En Indonesia hubo un enorme genocidio entre 1965-1966, animado y apoyado por Estados Unidos en el que más de setecientas mil personas fueron asesinadas. Samantha Power no lo menciona y los nombres Indonesia y Suharto no aparecen en el índice. Tampoco menciona a Papúa Occidental, donde la cruel ocupación de Indonesia durante cuarenta años sería constitutiva de genocidio bajo sus criterios si hubiera tenido otros auspiciadores.
Power se refiere a Timor Oriental, con extrema brevedad, diciendo que «En 1975, cuando su aliada, la productora de petróleo, la anticomunista Indonesia, invadió Timor Oriental asesinando entre cien mil y doscientos mil civiles, Estados Unidos miró hacia otra parte», (146-147). Ahí acaba el tratamiento del tema, aunque las matanzas en Timor Oriental implicaran a una proporción mayor de la población que en Camboya y el número de asesinados fuera probablemente mayor que los perpetrados en Bosnia y Kosovo a los que, en cambio, dedica una parte importante de su libro.
Pero falsifica el papel estadounidense. Estados Unidos no miró hacia otra parte, dió su aprobación, protegió la agresión contra cualquier respuesta eficaz de las Naciones Unidas (en su autobiografía, el entonces embajador estadounidense en las Naciones Unidas, Daniel Patrick Moynihan se jacta de su eficacia al proteger a Indonesia frente a cualquier acción de Naciones Unidas) y aumentó enormemente su ayuda en armamento a Indonesia, facilitando así el genocidio.

▶ _DATOS PROPORCIONADOS_
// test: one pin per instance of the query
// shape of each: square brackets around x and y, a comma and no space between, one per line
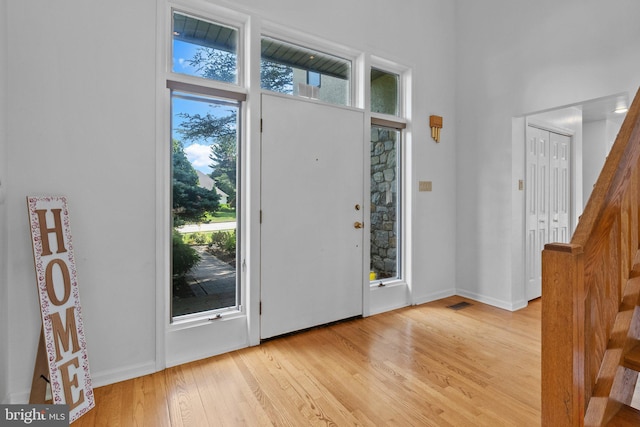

▶ _QUÉ HACER_
[a] Reescribe el fragmento del texto sobre Indonesia y Timor Oriental que empieza con «Pero falsifica el» y sigue hasta «así el genocidio.», sustituyendo «Estados Unidos» por «Washington».
[b] Según el texto sobre Indonesia y Timor Oriental, ¿cuántas personas fueron asesinadas en el genocidio de Indonesia de 1965-1966?
[c] ¿Cómo resumirías en dos oraciones el texto sobre Indonesia y Timor Oriental?

▶ _RESULTADOS_
[a]
Pero falsifica el papel estadounidense. Washington no miró hacia otra parte, dió su aprobación, protegió la agresión contra cualquier respuesta eficaz de las Naciones Unidas (en su autobiografía, el entonces embajador estadounidense en las Naciones Unidas, Daniel Patrick Moynihan se jacta de su eficacia al proteger a Indonesia frente a cualquier acción de Naciones Unidas) y aumentó enormemente su ayuda en armamento a Indonesia, facilitando así el genocidio.

[b] Más de setecientas mil personas.

[c] Samantha Power no menciona el genocidio de Indonesia de 1965-1966, apoyado por Estados Unidos, ni la ocupación de Papúa Occidental, y trata Timor Oriental con extrema brevedad pese a la magnitud de las matanzas. Además, falsifica el papel estadounidense, pues Estados Unidos no miró hacia otra parte: dio su aprobación, protegió la agresión frente a cualquier respuesta eficaz de las Naciones Unidas y aumentó enormemente su ayuda en armamento a Indonesia.